▶ **ARTICLE**
# Data Sanity Checklist for Autonomous Vehicle Datasets

Autonomous vehicle datasets (e.g., nuScenes, Waymo, Wayve) often require conversion into a common format. After conversion, it’s crucial to verify the integrity and consistency of the data. Below is a comprehensive sanity-check checklist for multimodal autonomous driving data (images, LiDAR, etc.), with explanations and example code (using Python and the FiftyOne tool along with other libraries) for each check.

## Step 0: Load Your FiftyOne Dataset In

In [None]:
import fiftyone as fo

dataset = fo.load_dataset("nuscenes-rerun-fo")

## Step 1: Ensure Metadata Completeness and Consistency

What to check:

 Verify that each frame (sample) in the dataset has all essential metadata fields. This typically includes timestamps, sensor identifiers, sensor calibration parameters (intrinsics and extrinsics), and ego-vehicle pose (position and orientation). Such metadata makes the dataset “complete” and is needed for downstream tasks. 
 
For example, nuScenes stores localization (ego pose), timestamps, and calibration data for each frame as part of its metadata, and FiftyOne likewise allows attaching any metadata you need (time of day, device ID, location, weather, etc.) to each sample. 

Without these, it’s difficult to fuse sensor data or interpret coordinates properly. Why it’s important: 

 Incomplete metadata can lead to misinterpretation of the data (e.g., misaligning sensors or time). Ensuring consistency (e.g., units and coordinate frames) is equally important. Every sample should at least have a timestamp and ego-vehicle pose so that frames can be ordered and spatially related. Calibration info (camera intrinsics, sensor extrinsics relative to the car) must be present to project between sensor frames correctly. If any of these are missing or incorrect, the subsequent sanity checks and any sensor fusion algorithm might fail. 

How to check: 

 Use FiftyOne to iterate through the dataset and assert the presence of required fields. For instance, suppose the dataset’s Sample schema includes fields like timestamp, ego_pose (with position/orientation), and per-sensor calibration entries (intrinsics/extrinsics). We can programmatically verify these. If something is missing, we should flag it before proceeding.

In [None]:
# Add the names of your corresponding fields as the values in the dictionaries below.

▶ **DATA TO USE**
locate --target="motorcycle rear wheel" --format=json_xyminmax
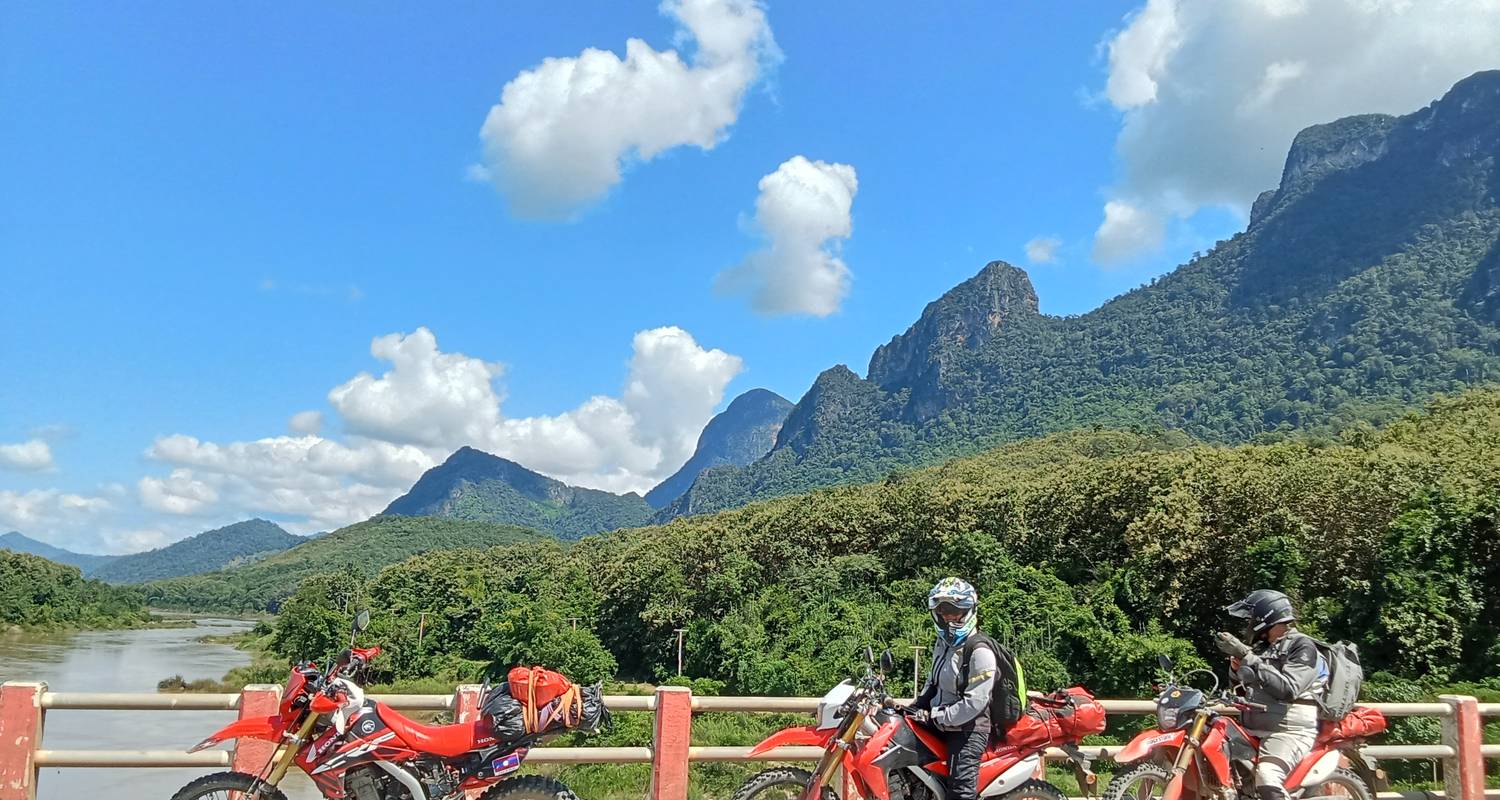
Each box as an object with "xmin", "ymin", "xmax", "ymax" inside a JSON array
[
  {"xmin": 732, "ymin": 767, "xmax": 837, "ymax": 800},
  {"xmin": 479, "ymin": 774, "xmax": 578, "ymax": 800},
  {"xmin": 1104, "ymin": 761, "xmax": 1172, "ymax": 800},
  {"xmin": 1307, "ymin": 767, "xmax": 1376, "ymax": 800},
  {"xmin": 173, "ymin": 771, "xmax": 287, "ymax": 800},
  {"xmin": 1001, "ymin": 777, "xmax": 1068, "ymax": 800}
]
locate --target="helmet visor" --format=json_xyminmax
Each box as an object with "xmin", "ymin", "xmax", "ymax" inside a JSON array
[{"xmin": 933, "ymin": 600, "xmax": 969, "ymax": 618}]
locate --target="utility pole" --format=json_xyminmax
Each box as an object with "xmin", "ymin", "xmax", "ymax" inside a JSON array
[{"xmin": 912, "ymin": 644, "xmax": 923, "ymax": 698}]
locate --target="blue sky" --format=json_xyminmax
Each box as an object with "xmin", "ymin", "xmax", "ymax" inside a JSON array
[{"xmin": 0, "ymin": 2, "xmax": 1484, "ymax": 549}]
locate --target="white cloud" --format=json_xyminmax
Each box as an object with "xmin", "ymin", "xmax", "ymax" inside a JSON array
[
  {"xmin": 1094, "ymin": 200, "xmax": 1166, "ymax": 266},
  {"xmin": 137, "ymin": 470, "xmax": 219, "ymax": 515},
  {"xmin": 480, "ymin": 0, "xmax": 780, "ymax": 218},
  {"xmin": 0, "ymin": 489, "xmax": 114, "ymax": 542},
  {"xmin": 0, "ymin": 438, "xmax": 56, "ymax": 473},
  {"xmin": 138, "ymin": 327, "xmax": 743, "ymax": 533},
  {"xmin": 329, "ymin": 327, "xmax": 504, "ymax": 447},
  {"xmin": 714, "ymin": 156, "xmax": 860, "ymax": 317},
  {"xmin": 1095, "ymin": 0, "xmax": 1500, "ymax": 260},
  {"xmin": 1026, "ymin": 236, "xmax": 1062, "ymax": 264},
  {"xmin": 492, "ymin": 327, "xmax": 744, "ymax": 492},
  {"xmin": 287, "ymin": 411, "xmax": 323, "ymax": 435}
]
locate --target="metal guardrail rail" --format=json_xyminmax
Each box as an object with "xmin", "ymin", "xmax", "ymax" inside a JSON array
[{"xmin": 0, "ymin": 683, "xmax": 1500, "ymax": 800}]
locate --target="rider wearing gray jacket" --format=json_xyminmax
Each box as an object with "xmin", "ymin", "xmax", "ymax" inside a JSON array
[
  {"xmin": 1215, "ymin": 588, "xmax": 1328, "ymax": 800},
  {"xmin": 911, "ymin": 578, "xmax": 998, "ymax": 800}
]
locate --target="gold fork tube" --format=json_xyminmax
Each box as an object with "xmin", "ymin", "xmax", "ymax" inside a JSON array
[{"xmin": 266, "ymin": 711, "xmax": 318, "ymax": 786}]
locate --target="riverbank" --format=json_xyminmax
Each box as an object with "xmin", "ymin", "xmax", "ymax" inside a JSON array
[{"xmin": 0, "ymin": 618, "xmax": 317, "ymax": 800}]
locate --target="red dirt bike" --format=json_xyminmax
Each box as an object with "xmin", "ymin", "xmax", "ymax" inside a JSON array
[
  {"xmin": 734, "ymin": 651, "xmax": 1103, "ymax": 800},
  {"xmin": 1104, "ymin": 656, "xmax": 1386, "ymax": 800},
  {"xmin": 173, "ymin": 611, "xmax": 578, "ymax": 800}
]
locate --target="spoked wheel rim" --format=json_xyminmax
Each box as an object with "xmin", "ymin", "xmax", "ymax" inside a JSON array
[
  {"xmin": 755, "ymin": 779, "xmax": 807, "ymax": 800},
  {"xmin": 1104, "ymin": 765, "xmax": 1172, "ymax": 800},
  {"xmin": 1121, "ymin": 774, "xmax": 1167, "ymax": 800}
]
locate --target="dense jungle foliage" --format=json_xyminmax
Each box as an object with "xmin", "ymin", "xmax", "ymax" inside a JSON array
[
  {"xmin": 0, "ymin": 549, "xmax": 150, "ymax": 629},
  {"xmin": 140, "ymin": 516, "xmax": 542, "ymax": 614},
  {"xmin": 264, "ymin": 390, "xmax": 1500, "ymax": 696}
]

▶ **WRITTEN EXERCISE 1**
Reproduce the part of the data sanity checklist starting at "Verify that each" and ending at "to each sample.".
▶ **WRITTEN EXERCISE 2**
Count the lines of the records that contain the string "wheel", treating case as significant, and reply with only the number.
The data sanity checklist and the records are unrelated to each other.

▶ **TASK SOLUTION 1**
Verify that each frame (sample) in the dataset has all essential metadata fields. This typically includes timestamps, sensor identifiers, sensor calibration parameters (intrinsics and extrinsics), and ego-vehicle pose (position and orientation). Such metadata makes the dataset “complete” and is needed for downstream tasks. 
 
For example, nuScenes stores localization (ego pose), timestamps, and calibration data for each frame as part of its metadata, and FiftyOne likewise allows attaching any metadata you need (time of day, device ID, location, weather, etc.) to each sample.

▶ **TASK SOLUTION 2**
2